[START OF WORKING DATA]
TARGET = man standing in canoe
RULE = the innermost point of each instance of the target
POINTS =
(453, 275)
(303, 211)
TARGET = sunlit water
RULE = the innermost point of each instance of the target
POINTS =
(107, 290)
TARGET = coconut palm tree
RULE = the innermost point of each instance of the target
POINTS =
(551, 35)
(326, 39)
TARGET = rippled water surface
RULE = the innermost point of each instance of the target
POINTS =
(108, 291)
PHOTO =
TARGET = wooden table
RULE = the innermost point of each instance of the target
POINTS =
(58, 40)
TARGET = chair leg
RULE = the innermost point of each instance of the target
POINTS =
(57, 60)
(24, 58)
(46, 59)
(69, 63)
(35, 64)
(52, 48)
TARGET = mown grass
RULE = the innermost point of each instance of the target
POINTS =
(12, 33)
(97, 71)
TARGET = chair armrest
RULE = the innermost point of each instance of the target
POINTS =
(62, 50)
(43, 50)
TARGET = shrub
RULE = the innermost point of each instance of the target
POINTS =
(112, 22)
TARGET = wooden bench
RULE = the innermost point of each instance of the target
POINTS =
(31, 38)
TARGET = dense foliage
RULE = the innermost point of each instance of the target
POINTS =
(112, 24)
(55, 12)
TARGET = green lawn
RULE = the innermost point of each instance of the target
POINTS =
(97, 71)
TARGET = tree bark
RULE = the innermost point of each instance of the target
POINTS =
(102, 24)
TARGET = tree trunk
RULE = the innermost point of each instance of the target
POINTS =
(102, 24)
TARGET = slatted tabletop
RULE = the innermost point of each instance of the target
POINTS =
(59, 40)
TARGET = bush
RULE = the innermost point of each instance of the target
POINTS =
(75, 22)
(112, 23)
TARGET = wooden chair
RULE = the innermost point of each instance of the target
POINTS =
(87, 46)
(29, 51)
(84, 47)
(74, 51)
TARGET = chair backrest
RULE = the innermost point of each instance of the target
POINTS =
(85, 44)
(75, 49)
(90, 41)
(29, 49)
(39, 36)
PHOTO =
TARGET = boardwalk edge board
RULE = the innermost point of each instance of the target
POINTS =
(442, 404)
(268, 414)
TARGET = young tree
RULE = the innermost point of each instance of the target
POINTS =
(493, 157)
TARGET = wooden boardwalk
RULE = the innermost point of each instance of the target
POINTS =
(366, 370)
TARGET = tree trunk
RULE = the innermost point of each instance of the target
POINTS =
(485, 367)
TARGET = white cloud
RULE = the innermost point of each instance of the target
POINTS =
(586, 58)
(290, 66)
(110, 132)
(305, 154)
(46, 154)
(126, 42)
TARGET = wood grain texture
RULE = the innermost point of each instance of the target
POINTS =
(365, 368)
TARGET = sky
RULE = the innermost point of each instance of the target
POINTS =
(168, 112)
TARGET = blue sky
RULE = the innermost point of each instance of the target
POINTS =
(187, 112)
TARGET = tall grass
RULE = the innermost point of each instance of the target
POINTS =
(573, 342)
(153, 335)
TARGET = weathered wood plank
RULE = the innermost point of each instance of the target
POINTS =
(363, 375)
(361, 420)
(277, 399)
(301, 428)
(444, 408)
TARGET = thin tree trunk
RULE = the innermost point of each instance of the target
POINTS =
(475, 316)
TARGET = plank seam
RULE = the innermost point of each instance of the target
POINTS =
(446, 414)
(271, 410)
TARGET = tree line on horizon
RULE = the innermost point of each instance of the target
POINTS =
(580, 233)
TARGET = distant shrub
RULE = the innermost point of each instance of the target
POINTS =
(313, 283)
[END OF WORKING DATA]
Repeat the lines from the one containing "TARGET = blue sky" through the end of the listing, exactly and without any other lines; both ends are included.

◆ RESULT BELOW ◆
TARGET = blue sky
RULE = the innermost point of each instance of the target
POINTS =
(187, 112)
TARGET = tall grass
RULE = the innermost point of each instance of the target
POINTS =
(573, 342)
(153, 335)
TARGET = weathered wood plank
RULE = the innermost point of each instance of the target
POINTS =
(363, 375)
(361, 420)
(277, 399)
(301, 428)
(444, 408)
TARGET = thin tree trunk
RULE = the innermost point of each instance of the target
POINTS =
(475, 316)
TARGET = plank seam
RULE = the innermost point of each instance of the target
POINTS =
(446, 414)
(271, 410)
TARGET = tree line on horizon
RULE = the innermost point of each instance of the target
POINTS =
(580, 233)
TARGET = distant shrub
RULE = the innermost point of each instance of the target
POINTS =
(313, 283)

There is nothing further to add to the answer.